- _WHAT YOU ARE ASKED TO DO_:
Format the listing below as a CSV with the header columns "command" and "result". Put each $ outline command in the first column and the path data that follows it in the second, one row per command, each value in a single quoted field with line breaks replaced by spaces.

- _EXTRACTED DATA_:
+ + + +

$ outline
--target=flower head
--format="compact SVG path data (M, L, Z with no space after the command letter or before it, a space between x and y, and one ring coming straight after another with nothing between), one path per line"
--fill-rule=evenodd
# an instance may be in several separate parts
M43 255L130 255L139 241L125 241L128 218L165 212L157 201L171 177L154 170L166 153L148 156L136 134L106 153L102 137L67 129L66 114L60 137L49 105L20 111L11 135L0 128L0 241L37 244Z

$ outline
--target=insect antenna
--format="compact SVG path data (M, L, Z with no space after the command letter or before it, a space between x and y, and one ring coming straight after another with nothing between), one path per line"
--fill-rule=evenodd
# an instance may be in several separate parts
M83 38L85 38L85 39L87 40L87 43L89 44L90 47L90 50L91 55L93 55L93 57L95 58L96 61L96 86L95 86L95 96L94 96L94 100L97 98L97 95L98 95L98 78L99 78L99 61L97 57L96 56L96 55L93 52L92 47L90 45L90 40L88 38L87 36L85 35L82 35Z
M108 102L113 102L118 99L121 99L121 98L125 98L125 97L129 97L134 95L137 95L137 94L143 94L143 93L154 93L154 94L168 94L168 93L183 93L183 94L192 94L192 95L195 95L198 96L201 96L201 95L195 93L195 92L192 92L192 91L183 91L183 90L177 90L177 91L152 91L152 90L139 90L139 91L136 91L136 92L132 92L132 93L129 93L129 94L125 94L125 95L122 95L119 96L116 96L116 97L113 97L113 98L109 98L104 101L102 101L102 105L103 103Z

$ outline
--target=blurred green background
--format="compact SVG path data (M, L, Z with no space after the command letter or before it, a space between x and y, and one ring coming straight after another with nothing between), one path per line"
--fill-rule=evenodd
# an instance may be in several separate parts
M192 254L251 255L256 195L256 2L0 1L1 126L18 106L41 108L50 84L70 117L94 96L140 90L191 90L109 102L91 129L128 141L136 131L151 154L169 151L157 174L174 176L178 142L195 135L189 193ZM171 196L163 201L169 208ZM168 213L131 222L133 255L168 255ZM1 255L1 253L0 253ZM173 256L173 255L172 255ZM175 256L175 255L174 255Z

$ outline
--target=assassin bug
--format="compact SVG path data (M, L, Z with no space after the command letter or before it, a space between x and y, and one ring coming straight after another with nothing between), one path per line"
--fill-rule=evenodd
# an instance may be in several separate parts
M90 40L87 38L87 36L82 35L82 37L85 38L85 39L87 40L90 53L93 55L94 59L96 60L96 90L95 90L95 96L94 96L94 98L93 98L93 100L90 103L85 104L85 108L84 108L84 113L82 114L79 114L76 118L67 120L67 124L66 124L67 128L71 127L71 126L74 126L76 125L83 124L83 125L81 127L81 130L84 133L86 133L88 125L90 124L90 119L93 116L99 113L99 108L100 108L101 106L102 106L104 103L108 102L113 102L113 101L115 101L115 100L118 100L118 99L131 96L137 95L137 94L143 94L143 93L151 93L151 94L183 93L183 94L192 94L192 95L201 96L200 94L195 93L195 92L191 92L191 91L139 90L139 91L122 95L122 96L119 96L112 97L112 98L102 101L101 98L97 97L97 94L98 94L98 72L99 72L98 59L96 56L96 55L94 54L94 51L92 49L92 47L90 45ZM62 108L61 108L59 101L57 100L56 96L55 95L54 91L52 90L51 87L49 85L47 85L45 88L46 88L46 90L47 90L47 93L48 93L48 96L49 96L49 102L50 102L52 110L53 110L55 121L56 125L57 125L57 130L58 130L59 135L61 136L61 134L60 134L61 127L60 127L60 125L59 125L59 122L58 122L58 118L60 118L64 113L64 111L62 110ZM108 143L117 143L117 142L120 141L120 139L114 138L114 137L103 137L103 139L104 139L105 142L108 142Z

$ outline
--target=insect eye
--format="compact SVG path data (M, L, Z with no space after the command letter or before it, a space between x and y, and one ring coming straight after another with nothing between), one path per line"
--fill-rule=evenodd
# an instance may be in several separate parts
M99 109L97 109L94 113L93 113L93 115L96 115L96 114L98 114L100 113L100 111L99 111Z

+ + + +

- _SOLUTION_:
command,result
"$ outline --target=flower head --format=""compact SVG path data (M, L, Z with no space after the command letter or before it, a space between x and y, and one ring coming straight after another with nothing between), one path per line"" --fill-rule=evenodd # an instance may be in several separate parts","M43 255L130 255L139 241L125 241L128 218L165 212L157 201L171 177L154 170L166 153L148 156L136 134L106 153L102 137L67 129L66 114L60 137L49 105L20 111L11 135L0 128L0 241L37 244Z"
"$ outline --target=insect antenna --format=""compact SVG path data (M, L, Z with no space after the command letter or before it, a space between x and y, and one ring coming straight after another with nothing between), one path per line"" --fill-rule=evenodd # an instance may be in several separate parts","M83 38L85 38L85 39L87 40L87 43L89 44L90 47L90 50L91 55L93 55L93 57L95 58L96 61L96 86L95 86L95 96L94 96L94 100L97 98L97 95L98 95L98 78L99 78L99 61L97 57L96 56L96 55L93 52L92 47L90 45L90 40L88 38L87 36L85 35L82 35Z M108 102L113 102L118 99L121 99L121 98L125 98L125 97L129 97L134 95L137 95L137 94L143 94L143 93L154 93L154 94L168 94L168 93L183 93L183 94L192 94L192 95L195 95L198 96L201 96L201 95L195 93L195 92L192 92L192 91L183 91L183 90L177 90L177 91L152 91L152 90L139 90L139 91L136 91L136 92L132 92L132 93L129 93L129 94L125 94L125 95L122 95L119 96L116 96L116 97L113 97L113 98L109 98L104 101L102 101L102 105L103 103Z"
"$ outline --target=blurred green background --format=""compact SVG path data (M, L, Z with no space after the command letter or before it, a space between x and y, and one ring coming straight after another with nothing between), one path per line"" --fill-rule=evenodd # an instance may be in several separate parts","M192 254L251 255L256 195L256 2L0 1L1 126L18 106L41 108L50 84L70 117L94 96L140 90L191 90L109 102L91 129L128 141L136 131L151 154L169 151L157 174L174 176L178 142L195 135L189 193ZM171 196L163 201L169 208ZM168 213L131 222L133 255L168 255ZM1 255L1 253L0 253ZM173 256L173 255L172 255ZM175 256L175 255L174 255Z"
"$ outline --target=assassin bug --format=""compact SVG path data (M, L, Z with no space after the command letter or before it, a space between x and y, and one ring coming straight after another with nothing between), one path per line"" --fill-rule=evenodd # an instance may be in several separate parts","M90 40L87 38L87 36L82 35L82 37L85 38L85 39L87 40L90 53L93 55L94 59L96 60L96 90L95 90L95 96L94 96L94 98L93 98L93 100L90 103L85 104L85 108L84 108L84 113L82 114L79 114L76 118L67 120L67 124L66 124L67 128L71 127L71 126L74 126L76 125L83 124L83 125L81 127L81 130L84 133L86 133L88 125L90 124L90 119L93 116L99 113L99 108L100 108L101 106L102 106L104 103L108 102L113 102L113 101L115 101L115 100L118 100L118 99L131 96L137 95L137 94L143 94L143 93L151 93L151 94L183 93L183 94L192 94L192 95L201 96L200 94L195 93L195 92L191 92L191 91L139 90L139 91L122 95L122 96L119 96L112 97L112 98L102 101L101 98L97 97L97 94L98 94L98 72L99 72L98 59L96 56L96 55L94 54L94 51L92 49L92 47L90 45ZM62 108L61 108L59 101L57 100L56 96L55 95L54 91L52 90L51 87L49 85L47 85L45 88L46 88L46 90L47 90L47 93L48 93L48 96L49 96L49 102L50 102L52 110L53 110L55 121L56 125L57 125L57 130L58 130L59 135L61 136L61 134L60 134L61 127L60 127L60 125L59 125L59 122L58 122L58 118L60 118L64 113L64 111L62 110ZM108 143L117 143L117 142L120 141L120 139L114 138L114 137L103 137L103 139L104 139L105 142L108 142Z"
"$ outline --target=insect eye --format=""compact SVG path data (M, L, Z with no space after the command letter or before it, a space between x and y, and one ring coming straight after another with nothing between), one path per line"" --fill-rule=evenodd # an instance may be in several separate parts","M99 109L97 109L94 113L93 113L93 115L96 115L96 114L98 114L100 113L100 111L99 111Z"